RECORDS:

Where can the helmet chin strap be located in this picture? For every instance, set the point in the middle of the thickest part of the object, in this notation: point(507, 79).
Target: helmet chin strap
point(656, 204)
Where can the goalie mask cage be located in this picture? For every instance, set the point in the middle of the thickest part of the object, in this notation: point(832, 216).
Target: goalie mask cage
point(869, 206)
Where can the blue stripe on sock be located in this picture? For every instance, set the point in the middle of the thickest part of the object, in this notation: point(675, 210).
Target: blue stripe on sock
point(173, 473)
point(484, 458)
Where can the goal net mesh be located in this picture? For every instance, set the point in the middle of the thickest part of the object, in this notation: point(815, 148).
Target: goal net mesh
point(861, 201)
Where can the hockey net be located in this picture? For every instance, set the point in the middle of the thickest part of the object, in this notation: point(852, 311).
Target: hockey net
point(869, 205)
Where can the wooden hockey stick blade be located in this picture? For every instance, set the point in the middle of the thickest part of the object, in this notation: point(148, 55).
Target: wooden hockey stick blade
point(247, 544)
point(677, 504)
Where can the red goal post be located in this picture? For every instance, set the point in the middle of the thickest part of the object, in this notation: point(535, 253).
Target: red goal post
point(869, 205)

ASSIGNED TASK:
Print only these lines, exactly: the one containing "Where can the hockey" and all after it to the end of the entries.

TASK SOLUTION:
Where can the hockey net be located in this picture? For every instance, set the point in the middle of the thickest part of the object, in this notation: point(852, 311).
Target: hockey net
point(869, 205)
Where can the wooden hockey stick blade be located in this picture? For every instance, set the point in the middle of the thickest part of the object, in this notation: point(148, 55).
Target: wooden hockey stick blade
point(247, 544)
point(677, 504)
Where can the red goal post be located in this picture? For every instance, set the point in the middle of the thickest part of the object, in this notation: point(535, 253).
Target: red goal post
point(869, 205)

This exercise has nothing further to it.